- **Entrées de pointage et d'étiquetage**
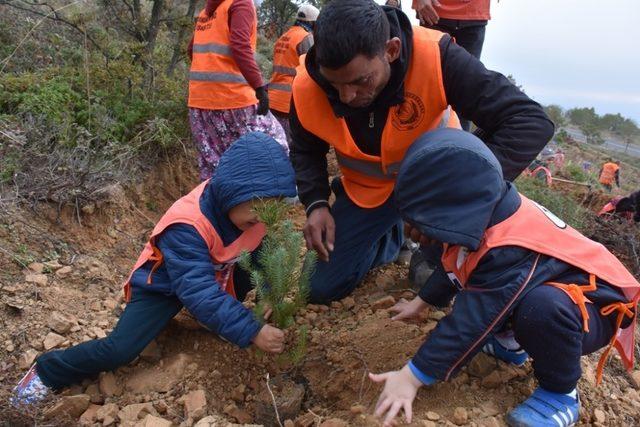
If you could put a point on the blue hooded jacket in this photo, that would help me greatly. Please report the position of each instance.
(255, 166)
(450, 186)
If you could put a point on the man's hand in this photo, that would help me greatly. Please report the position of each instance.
(409, 310)
(415, 235)
(270, 339)
(263, 100)
(319, 232)
(399, 391)
(426, 11)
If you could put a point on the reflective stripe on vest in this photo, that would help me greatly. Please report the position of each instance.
(216, 77)
(562, 242)
(215, 80)
(369, 180)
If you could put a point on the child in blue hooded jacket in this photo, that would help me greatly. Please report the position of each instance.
(188, 262)
(525, 283)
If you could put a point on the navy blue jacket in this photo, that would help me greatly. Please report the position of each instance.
(254, 167)
(462, 194)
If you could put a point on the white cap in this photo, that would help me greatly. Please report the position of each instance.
(308, 13)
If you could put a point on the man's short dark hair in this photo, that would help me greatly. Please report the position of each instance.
(348, 28)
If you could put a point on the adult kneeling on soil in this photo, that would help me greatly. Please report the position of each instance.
(188, 261)
(371, 85)
(525, 283)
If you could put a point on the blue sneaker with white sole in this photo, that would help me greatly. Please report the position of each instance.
(545, 408)
(515, 357)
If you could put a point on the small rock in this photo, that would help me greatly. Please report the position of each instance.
(433, 416)
(88, 417)
(635, 379)
(384, 302)
(136, 411)
(152, 421)
(334, 422)
(108, 414)
(108, 385)
(36, 267)
(357, 409)
(599, 416)
(26, 359)
(493, 380)
(68, 406)
(195, 404)
(460, 416)
(38, 279)
(64, 271)
(53, 340)
(151, 353)
(94, 393)
(61, 323)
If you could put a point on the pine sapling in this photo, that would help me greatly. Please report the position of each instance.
(281, 275)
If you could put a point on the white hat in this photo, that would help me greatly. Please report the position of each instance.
(307, 13)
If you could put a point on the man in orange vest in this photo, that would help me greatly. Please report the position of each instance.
(465, 21)
(227, 96)
(188, 261)
(370, 86)
(610, 173)
(525, 283)
(286, 58)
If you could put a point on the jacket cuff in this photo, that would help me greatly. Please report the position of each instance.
(424, 378)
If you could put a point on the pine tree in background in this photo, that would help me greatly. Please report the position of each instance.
(282, 274)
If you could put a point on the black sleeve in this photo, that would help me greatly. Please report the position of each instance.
(512, 125)
(309, 159)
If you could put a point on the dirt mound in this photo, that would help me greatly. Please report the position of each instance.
(61, 285)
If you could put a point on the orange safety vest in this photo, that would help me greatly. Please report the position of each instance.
(608, 175)
(566, 244)
(464, 10)
(215, 80)
(186, 210)
(367, 179)
(285, 62)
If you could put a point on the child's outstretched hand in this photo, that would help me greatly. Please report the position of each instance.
(400, 389)
(270, 339)
(409, 310)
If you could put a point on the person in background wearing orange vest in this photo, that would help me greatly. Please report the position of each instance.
(227, 96)
(286, 58)
(188, 262)
(465, 21)
(525, 283)
(370, 86)
(610, 173)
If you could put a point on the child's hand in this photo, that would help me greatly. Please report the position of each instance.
(399, 391)
(270, 339)
(409, 310)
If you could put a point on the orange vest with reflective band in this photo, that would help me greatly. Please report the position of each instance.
(285, 62)
(215, 80)
(464, 9)
(554, 238)
(367, 179)
(608, 175)
(186, 210)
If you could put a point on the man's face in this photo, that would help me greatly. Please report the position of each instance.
(361, 80)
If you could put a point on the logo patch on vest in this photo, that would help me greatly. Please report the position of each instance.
(409, 114)
(552, 217)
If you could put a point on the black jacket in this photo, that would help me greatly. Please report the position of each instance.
(513, 125)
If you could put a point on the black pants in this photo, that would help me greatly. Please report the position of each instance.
(469, 35)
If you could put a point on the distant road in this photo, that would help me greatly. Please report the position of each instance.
(609, 144)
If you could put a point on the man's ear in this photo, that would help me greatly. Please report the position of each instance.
(392, 49)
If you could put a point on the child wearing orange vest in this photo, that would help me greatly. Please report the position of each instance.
(188, 262)
(525, 283)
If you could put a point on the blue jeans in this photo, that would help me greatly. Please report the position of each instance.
(365, 238)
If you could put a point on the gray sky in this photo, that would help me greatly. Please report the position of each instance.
(575, 53)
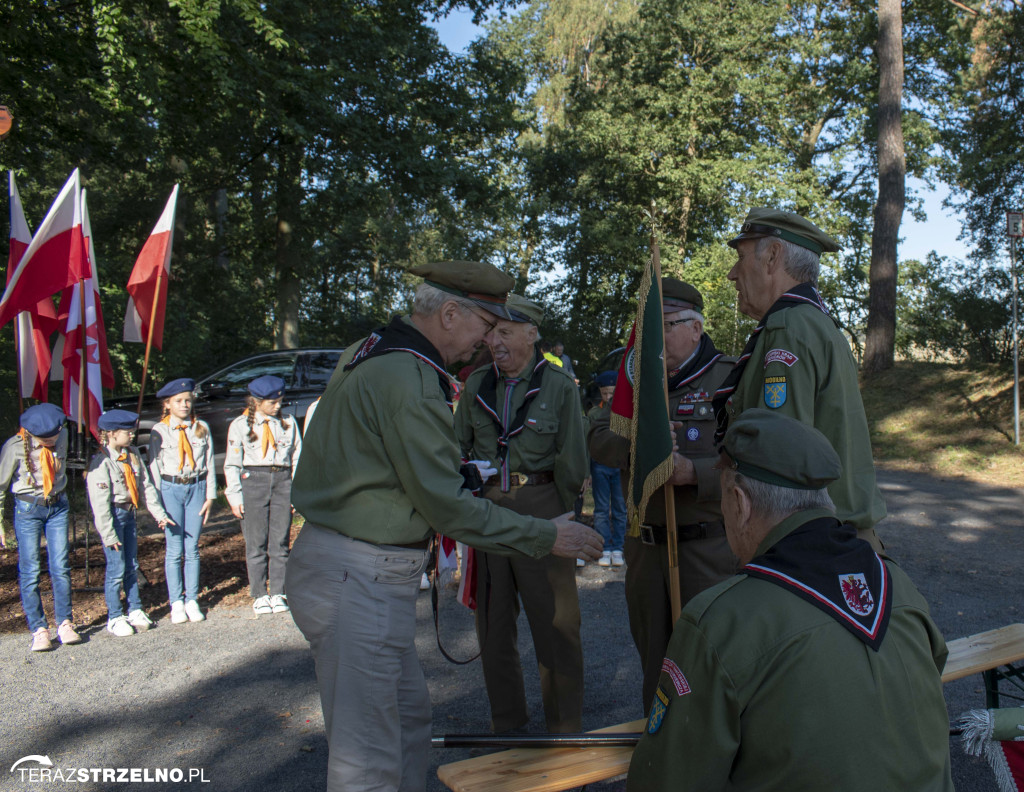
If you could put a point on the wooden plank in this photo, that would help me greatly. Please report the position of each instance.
(540, 769)
(976, 654)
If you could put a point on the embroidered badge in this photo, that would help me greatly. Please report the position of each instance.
(678, 680)
(780, 356)
(856, 593)
(774, 391)
(657, 710)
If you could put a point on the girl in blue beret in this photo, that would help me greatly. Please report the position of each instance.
(33, 463)
(181, 462)
(262, 452)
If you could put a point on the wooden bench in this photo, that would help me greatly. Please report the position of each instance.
(996, 654)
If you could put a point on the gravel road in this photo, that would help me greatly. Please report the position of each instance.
(235, 697)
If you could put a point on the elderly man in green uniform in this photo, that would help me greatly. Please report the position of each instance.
(522, 416)
(379, 472)
(797, 362)
(695, 370)
(817, 669)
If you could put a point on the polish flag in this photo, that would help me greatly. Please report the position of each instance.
(54, 259)
(142, 284)
(34, 327)
(97, 363)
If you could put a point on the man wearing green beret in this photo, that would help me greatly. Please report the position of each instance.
(522, 416)
(817, 667)
(380, 473)
(695, 369)
(797, 362)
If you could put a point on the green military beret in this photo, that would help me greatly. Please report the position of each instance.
(483, 284)
(792, 227)
(522, 309)
(679, 296)
(781, 451)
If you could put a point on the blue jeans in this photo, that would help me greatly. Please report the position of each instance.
(608, 501)
(182, 503)
(30, 524)
(121, 565)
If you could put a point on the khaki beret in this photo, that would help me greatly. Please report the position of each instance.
(521, 309)
(483, 284)
(781, 451)
(677, 296)
(786, 225)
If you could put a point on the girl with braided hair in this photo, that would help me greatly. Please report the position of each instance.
(33, 463)
(262, 452)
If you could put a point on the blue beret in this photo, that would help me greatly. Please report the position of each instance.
(118, 419)
(175, 386)
(42, 420)
(267, 386)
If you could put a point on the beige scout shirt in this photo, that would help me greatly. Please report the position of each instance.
(165, 455)
(107, 485)
(242, 452)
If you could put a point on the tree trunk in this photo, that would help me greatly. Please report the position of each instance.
(881, 340)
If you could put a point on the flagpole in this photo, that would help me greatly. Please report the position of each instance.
(670, 490)
(148, 337)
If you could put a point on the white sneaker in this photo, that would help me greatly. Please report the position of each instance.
(120, 627)
(139, 620)
(178, 615)
(193, 612)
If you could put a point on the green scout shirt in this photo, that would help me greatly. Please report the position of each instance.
(802, 367)
(552, 438)
(770, 693)
(383, 464)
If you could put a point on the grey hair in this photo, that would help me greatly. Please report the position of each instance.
(801, 264)
(775, 503)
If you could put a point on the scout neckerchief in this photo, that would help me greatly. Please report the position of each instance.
(400, 336)
(508, 425)
(184, 445)
(824, 564)
(801, 294)
(129, 471)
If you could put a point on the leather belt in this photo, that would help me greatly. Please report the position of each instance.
(523, 480)
(658, 534)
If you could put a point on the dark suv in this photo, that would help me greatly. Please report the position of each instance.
(220, 397)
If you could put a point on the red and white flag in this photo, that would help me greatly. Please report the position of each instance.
(34, 327)
(142, 284)
(88, 334)
(54, 259)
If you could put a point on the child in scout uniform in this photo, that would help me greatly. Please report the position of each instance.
(33, 463)
(119, 483)
(262, 452)
(181, 463)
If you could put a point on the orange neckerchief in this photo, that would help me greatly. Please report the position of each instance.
(184, 445)
(129, 477)
(46, 462)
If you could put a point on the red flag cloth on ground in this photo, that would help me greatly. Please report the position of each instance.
(88, 333)
(34, 327)
(142, 285)
(54, 259)
(639, 410)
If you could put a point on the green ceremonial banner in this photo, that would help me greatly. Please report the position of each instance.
(644, 419)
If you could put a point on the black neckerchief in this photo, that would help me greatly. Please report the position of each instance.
(702, 360)
(401, 336)
(824, 564)
(486, 397)
(801, 294)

- **Consigne**
Recopiez les données depuis la ligne contenant « If you could put a point on the grey » jusqu'à la fin, ces deux bornes incluses, en remplaçant « neckerchief » par « scarf » et sans rien modifier d'autre.

- **Résultat obtenu**
If you could put a point on the grey hair in this photo, that would help me greatly. Please report the position of each instance.
(801, 264)
(775, 503)
If you could put a point on the scout scarf in this photo, that would help me greatly. Please report the position of each instance.
(400, 336)
(508, 425)
(184, 445)
(824, 564)
(801, 294)
(129, 471)
If you could put a point on the leather belt in this photo, that would help me greatly. Please report the position of each instance.
(523, 480)
(658, 534)
If you could put a point on the dark suv in this photo, that would help me greatly. Please report the position of each instance.
(220, 397)
If you could put a point on the red and white flag in this photo, that would help me greatly. Please report the position of each instance.
(34, 327)
(142, 284)
(88, 334)
(54, 259)
If you could put a point on the child in scout uniform in this photo, that would help me greatly. Please report the position of each instance.
(33, 463)
(119, 483)
(262, 452)
(181, 463)
If you could put a point on the orange scarf in this photo, that would help me greatly. Please report the position of each instance.
(184, 445)
(129, 477)
(46, 462)
If you could put a point on the red flag cloth on ground in this photo, that would help me greatly. Please report the position of each instance.
(88, 333)
(34, 327)
(142, 285)
(54, 259)
(639, 410)
If you could put a point on the green ceremonial banner in this photo, that would help me greatly. Please report the position of each instance.
(644, 419)
If you could put a point on the black scarf in this photo, that would help me greatly. Please report the position of each instance.
(702, 360)
(401, 336)
(824, 564)
(486, 397)
(801, 294)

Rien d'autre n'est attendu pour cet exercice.